> _Exercise directions_
Print the listing below line for line without changing any wording, and leave the pictures out.

> _Source data_

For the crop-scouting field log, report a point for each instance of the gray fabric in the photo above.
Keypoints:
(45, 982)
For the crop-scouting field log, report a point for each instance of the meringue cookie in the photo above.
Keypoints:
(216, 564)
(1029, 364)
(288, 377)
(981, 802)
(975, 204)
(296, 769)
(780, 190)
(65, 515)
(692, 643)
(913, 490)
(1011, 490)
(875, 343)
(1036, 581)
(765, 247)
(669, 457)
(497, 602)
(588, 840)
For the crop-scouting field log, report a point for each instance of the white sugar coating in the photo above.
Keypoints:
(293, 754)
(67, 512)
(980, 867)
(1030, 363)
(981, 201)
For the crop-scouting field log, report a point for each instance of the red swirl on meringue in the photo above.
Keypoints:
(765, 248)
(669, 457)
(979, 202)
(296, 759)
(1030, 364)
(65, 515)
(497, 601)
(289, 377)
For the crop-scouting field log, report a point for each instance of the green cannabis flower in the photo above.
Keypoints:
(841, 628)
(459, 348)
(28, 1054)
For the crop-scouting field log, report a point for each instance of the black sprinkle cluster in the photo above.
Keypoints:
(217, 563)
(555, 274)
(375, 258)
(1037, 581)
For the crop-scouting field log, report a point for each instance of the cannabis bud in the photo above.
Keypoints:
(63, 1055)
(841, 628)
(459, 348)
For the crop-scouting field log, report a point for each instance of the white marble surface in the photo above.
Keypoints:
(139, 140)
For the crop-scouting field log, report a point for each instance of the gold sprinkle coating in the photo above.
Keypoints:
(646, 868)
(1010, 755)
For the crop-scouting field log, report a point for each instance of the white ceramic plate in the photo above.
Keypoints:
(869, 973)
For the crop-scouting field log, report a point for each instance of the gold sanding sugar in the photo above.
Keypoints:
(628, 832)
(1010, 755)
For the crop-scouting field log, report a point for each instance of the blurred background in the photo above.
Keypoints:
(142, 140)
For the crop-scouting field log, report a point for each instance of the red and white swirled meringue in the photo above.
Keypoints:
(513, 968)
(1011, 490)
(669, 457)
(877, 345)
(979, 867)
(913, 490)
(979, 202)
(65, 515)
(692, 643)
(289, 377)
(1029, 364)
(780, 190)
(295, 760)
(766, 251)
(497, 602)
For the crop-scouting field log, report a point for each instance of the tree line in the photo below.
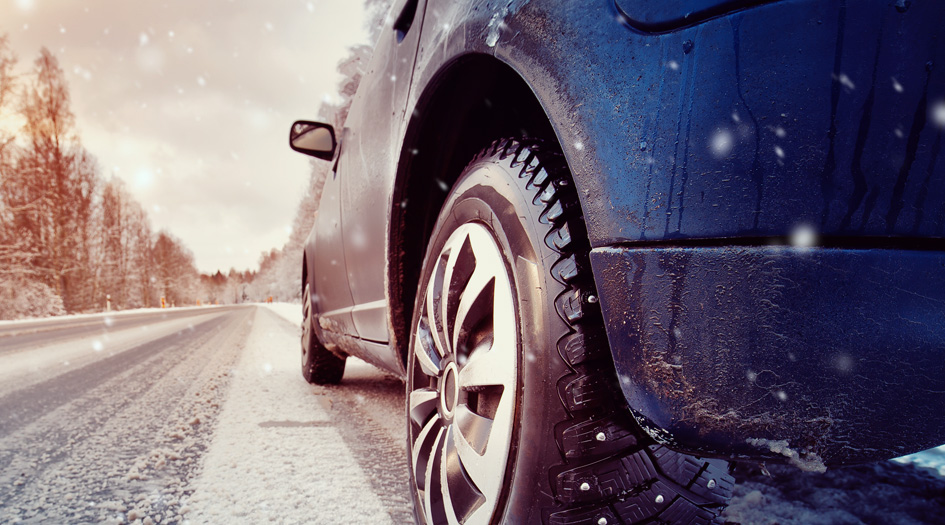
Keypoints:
(71, 241)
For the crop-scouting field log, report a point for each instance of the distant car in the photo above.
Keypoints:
(613, 246)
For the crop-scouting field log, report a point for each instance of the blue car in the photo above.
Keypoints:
(614, 247)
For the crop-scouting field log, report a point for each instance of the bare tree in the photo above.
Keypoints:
(174, 271)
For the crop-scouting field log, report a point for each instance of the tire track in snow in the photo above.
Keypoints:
(125, 447)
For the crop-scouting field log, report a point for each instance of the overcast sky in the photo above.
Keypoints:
(190, 103)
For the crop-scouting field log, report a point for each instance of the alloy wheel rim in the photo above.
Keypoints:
(463, 382)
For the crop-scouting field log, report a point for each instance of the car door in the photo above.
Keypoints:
(327, 267)
(373, 135)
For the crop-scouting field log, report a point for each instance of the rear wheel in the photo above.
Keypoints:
(514, 414)
(319, 365)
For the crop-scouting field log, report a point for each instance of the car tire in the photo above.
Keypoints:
(514, 414)
(319, 365)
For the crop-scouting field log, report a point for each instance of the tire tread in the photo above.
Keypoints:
(625, 477)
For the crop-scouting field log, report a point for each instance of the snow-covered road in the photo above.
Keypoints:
(201, 416)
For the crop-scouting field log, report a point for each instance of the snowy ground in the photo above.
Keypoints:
(276, 455)
(204, 418)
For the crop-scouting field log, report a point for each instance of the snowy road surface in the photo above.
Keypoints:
(201, 416)
(194, 416)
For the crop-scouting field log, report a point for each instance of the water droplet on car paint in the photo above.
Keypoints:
(897, 86)
(845, 81)
(803, 236)
(938, 114)
(722, 143)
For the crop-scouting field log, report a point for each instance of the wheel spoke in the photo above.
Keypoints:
(433, 495)
(475, 303)
(427, 357)
(475, 428)
(487, 471)
(488, 367)
(422, 403)
(467, 336)
(434, 300)
(461, 495)
(423, 449)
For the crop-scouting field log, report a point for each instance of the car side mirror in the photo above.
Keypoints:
(313, 138)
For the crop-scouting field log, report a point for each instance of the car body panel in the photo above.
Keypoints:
(331, 297)
(738, 129)
(373, 130)
(735, 348)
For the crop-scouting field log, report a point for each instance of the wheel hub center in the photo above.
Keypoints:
(449, 390)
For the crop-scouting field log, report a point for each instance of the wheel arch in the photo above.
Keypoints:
(471, 101)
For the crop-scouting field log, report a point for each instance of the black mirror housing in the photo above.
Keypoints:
(315, 139)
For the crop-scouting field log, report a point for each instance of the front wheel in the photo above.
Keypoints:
(513, 411)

> _Answer to this task_
For the crop-scouting field log, report a point for each instance of the gray fabric in the photo above.
Keypoints:
(45, 982)
For the crop-scouting field log, report a point for each instance of the meringue cookie in the photo above.
Keypoints:
(216, 564)
(1029, 364)
(288, 377)
(981, 802)
(975, 204)
(296, 769)
(780, 190)
(65, 515)
(692, 643)
(913, 490)
(1011, 490)
(875, 343)
(1036, 581)
(765, 247)
(669, 457)
(497, 602)
(588, 840)
For the crop-scouting field log, report a point for each instance of the white sugar coating in the photo above.
Keypoints:
(293, 754)
(67, 512)
(980, 867)
(1030, 363)
(981, 201)
For the crop-scouting field log, report a point for each instance of the red swirl on meringue in the photo above.
Keypoints:
(765, 248)
(669, 457)
(979, 202)
(296, 759)
(1030, 364)
(65, 515)
(497, 601)
(289, 377)
For the crop-scouting field log, report a point for each instance of the green cannabis flower in the photo above.
Keypoints:
(841, 628)
(459, 348)
(28, 1054)
For the crop-scouting field log, report a point for each instance of the black sprinkle cluster in the photo above.
Keypoints:
(217, 563)
(555, 274)
(375, 258)
(1037, 581)
For the crop-scouting field log, report a point for each instance of the cannabis bud in the photo above.
Keypoints:
(63, 1055)
(841, 628)
(459, 348)
For the crop-scouting field log, report a point for each instance of the white marble surface in the photo above.
Keypoints:
(139, 140)
For the crop-scouting field log, report a point for each instance of the gold sprinkle coating in the photo above.
Keypoints:
(646, 868)
(1010, 755)
For the crop-scouting field log, report a point for each instance of the white ceramic plate in the photo above.
Keypoints:
(869, 973)
For the crop-scouting field log, report a point for each instance of the gold sanding sugar in the photo above.
Keypoints:
(628, 832)
(1010, 755)
For the crop-scouting field log, report a point for each instance of the blurred background in the photo above.
Keypoints:
(142, 140)
For the crop-scouting field log, report a point for each instance of the red and white swirled meringue in the photo above.
Keypoints:
(513, 968)
(1011, 490)
(669, 457)
(877, 345)
(979, 867)
(913, 490)
(979, 202)
(65, 515)
(692, 643)
(289, 377)
(1029, 364)
(780, 190)
(295, 760)
(766, 251)
(497, 602)
For the crop-scouting field log, report a point for each instance of the tree line in the photo below.
Keypoints:
(71, 241)
For the crop-scouting field log, report a point for each instance of the distant car in the photo above.
Keypoints:
(613, 246)
For the crop-scouting field log, report a point for each instance of the blue car in the photo above.
Keypoints:
(614, 247)
For the crop-scouting field log, report a point for each instance of the bare tree in the photo above.
Keypoints:
(174, 271)
For the crop-scouting field log, report a point for each instance of the tire track in snow in the photo above.
Keypoints:
(125, 447)
For the crop-scouting field log, report a point for each instance of the overcast sky in the photo above.
Keypoints:
(190, 103)
For the crop-scouting field log, report a point for each instance of the alloy wheel rim in the photo above.
Keypoints:
(463, 382)
For the crop-scouting field log, report a point for each instance of the car door in the photo above.
Keypoints:
(327, 267)
(373, 135)
For the crop-scouting field log, report a point for each instance of the rear wheel in the photo above.
Keypoints:
(514, 414)
(319, 365)
For the crop-scouting field log, report a point for each instance of the car tire in the photo above.
Keypoints:
(514, 414)
(319, 365)
For the crop-scouting field log, report a point for each instance of the tire tread in the photo above.
Keypoints:
(625, 477)
For the crop-scouting field log, report a point for each instance of the snow-covered road in the photo above.
Keypoints:
(201, 416)
For the crop-scouting field log, report a point for each instance of the snowy ground in the photo above.
Keypoints:
(276, 455)
(204, 418)
For the crop-scouting field log, report a point for each instance of the snowy road surface in the photo above.
Keypoints:
(201, 416)
(194, 416)
For the crop-scouting field log, report a point for each instance of the water droplet on car paint in the photo above.
Keypoints:
(897, 86)
(845, 81)
(803, 236)
(938, 114)
(722, 143)
For the crop-scouting field log, report a point for each instance of the wheel spoke in the photo above.
Keypoints:
(433, 495)
(475, 303)
(427, 357)
(475, 428)
(487, 471)
(488, 367)
(422, 403)
(467, 336)
(434, 300)
(461, 495)
(423, 449)
For the crop-scouting field log, report a point for each instance of the car side mirror in the photo above.
Keypoints:
(313, 138)
For the crop-scouting field log, report a point for each instance of the car body panel in the photo above.
Keypoints:
(331, 297)
(738, 129)
(373, 130)
(735, 348)
For the crop-scouting field log, report a point for each instance of the wheel hub center in the photo above.
Keypoints:
(449, 390)
For the crop-scouting field log, report a point for each instance of the wheel arch in the photo above.
Keypoints:
(471, 101)
For the crop-scouting field log, report a point for each instance of the black mirror housing in the photo above.
Keypoints:
(315, 139)
For the crop-scouting field log, report a point for each instance of the front wheel in the photo above.
Keypoints:
(513, 411)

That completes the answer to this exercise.